Point placement records
_ _ _ _ _

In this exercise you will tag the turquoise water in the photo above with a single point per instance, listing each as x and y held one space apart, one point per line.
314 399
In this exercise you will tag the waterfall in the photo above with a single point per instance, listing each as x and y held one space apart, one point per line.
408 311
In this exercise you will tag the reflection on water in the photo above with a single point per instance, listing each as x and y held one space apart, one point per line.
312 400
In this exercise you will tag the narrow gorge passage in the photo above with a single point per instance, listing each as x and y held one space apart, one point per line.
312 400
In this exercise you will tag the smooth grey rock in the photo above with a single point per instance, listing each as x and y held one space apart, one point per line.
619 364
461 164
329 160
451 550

_ _ _ _ _

= Prompt =
Begin at the line that has "In this exercise you will tag the narrow" and go through the end of the material, switching "tag" to "mark" each time it appears and leaving everything else unchanged.

= Worked answer =
In this exercise you will mark the narrow gorge passage in the photo above with a single point per instance, listing each as x and y held one space apart, one point per line.
312 400
In this exercise you will mark the smooth grey rock in the photo above with a single point per instance, listing each as x and y held one space apart, one point per line.
619 364
461 164
329 160
451 550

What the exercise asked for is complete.